>>>

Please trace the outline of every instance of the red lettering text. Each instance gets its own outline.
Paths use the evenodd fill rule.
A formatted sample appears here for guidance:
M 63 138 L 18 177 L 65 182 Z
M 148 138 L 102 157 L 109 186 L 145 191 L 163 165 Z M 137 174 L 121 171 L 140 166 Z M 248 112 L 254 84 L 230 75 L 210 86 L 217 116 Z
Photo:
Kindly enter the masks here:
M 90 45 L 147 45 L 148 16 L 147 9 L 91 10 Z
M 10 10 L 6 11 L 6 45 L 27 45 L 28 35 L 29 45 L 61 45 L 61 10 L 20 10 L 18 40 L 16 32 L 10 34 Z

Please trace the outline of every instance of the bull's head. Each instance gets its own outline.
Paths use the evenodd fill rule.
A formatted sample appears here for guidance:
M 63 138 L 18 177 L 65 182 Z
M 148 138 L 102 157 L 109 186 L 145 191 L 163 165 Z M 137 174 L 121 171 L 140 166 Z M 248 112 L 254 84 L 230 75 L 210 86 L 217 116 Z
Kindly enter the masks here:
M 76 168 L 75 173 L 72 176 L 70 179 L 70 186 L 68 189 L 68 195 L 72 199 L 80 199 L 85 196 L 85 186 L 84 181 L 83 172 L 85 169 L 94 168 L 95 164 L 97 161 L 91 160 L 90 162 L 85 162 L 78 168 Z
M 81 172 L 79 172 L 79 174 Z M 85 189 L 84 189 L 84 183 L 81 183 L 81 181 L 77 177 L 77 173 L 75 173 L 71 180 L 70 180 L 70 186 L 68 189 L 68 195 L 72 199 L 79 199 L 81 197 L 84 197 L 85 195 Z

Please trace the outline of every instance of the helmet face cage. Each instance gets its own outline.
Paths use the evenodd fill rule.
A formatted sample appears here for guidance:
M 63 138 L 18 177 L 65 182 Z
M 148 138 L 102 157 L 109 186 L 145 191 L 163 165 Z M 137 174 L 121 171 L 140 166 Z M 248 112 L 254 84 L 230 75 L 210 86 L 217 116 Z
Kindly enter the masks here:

<<<

§ **Set problem**
Reproduce every one of the lines above, renaming "evenodd" to "nonzero" wherever it occurs and changing nothing else.

§ **Task response**
Please trace the outline of every instance of the red lettering text. Each instance gets its own outline.
Paths use the nonzero fill rule.
A formatted sample appears here for guidance:
M 63 138 L 18 177 L 65 182 Z
M 148 138 L 102 157 L 109 186 L 145 191 L 163 165 Z M 137 174 L 121 171 L 140 166 Z M 248 112 L 254 84 L 230 75 L 210 86 L 217 116 Z
Photo:
Kindly enter the masks here:
M 90 45 L 147 45 L 148 16 L 147 9 L 91 10 Z
M 10 10 L 6 11 L 6 45 L 27 45 L 28 35 L 29 45 L 61 45 L 61 10 L 20 10 L 18 40 L 16 32 L 10 34 Z

Please trace the outline of every instance of the bull's head. Each instance gets its own outline.
Paths use the nonzero fill rule.
A formatted sample appears here for guidance:
M 63 138 L 18 177 L 65 182 Z
M 148 138 L 102 157 L 109 186 L 145 191 L 163 165 Z M 137 174 L 121 171 L 140 166 Z M 248 112 L 254 84 L 230 75 L 210 86 L 217 116 Z
Kindly enter the masks here:
M 76 168 L 75 173 L 72 176 L 70 179 L 70 186 L 68 189 L 68 195 L 72 199 L 80 199 L 85 196 L 85 186 L 84 181 L 83 172 L 85 169 L 94 168 L 95 164 L 97 161 L 91 160 L 90 162 L 85 162 L 78 168 Z
M 81 172 L 79 172 L 79 174 Z M 85 189 L 84 189 L 84 183 L 81 183 L 81 181 L 77 177 L 77 173 L 75 173 L 71 180 L 70 180 L 70 186 L 68 189 L 68 195 L 72 199 L 79 199 L 81 197 L 84 197 L 85 195 Z

Please trace the outline of every instance of the helmet face cage. Each instance gets its own outline.
Paths use the nonzero fill rule.
A formatted sample appears here for guidance:
M 63 138 L 18 177 L 65 182 Z
M 148 138 L 102 157 L 109 186 L 145 191 L 163 165 Z M 137 174 L 121 171 L 140 166 Z M 248 112 L 254 84 L 230 75 L 210 86 L 217 116 Z
Kindly enter the masks here:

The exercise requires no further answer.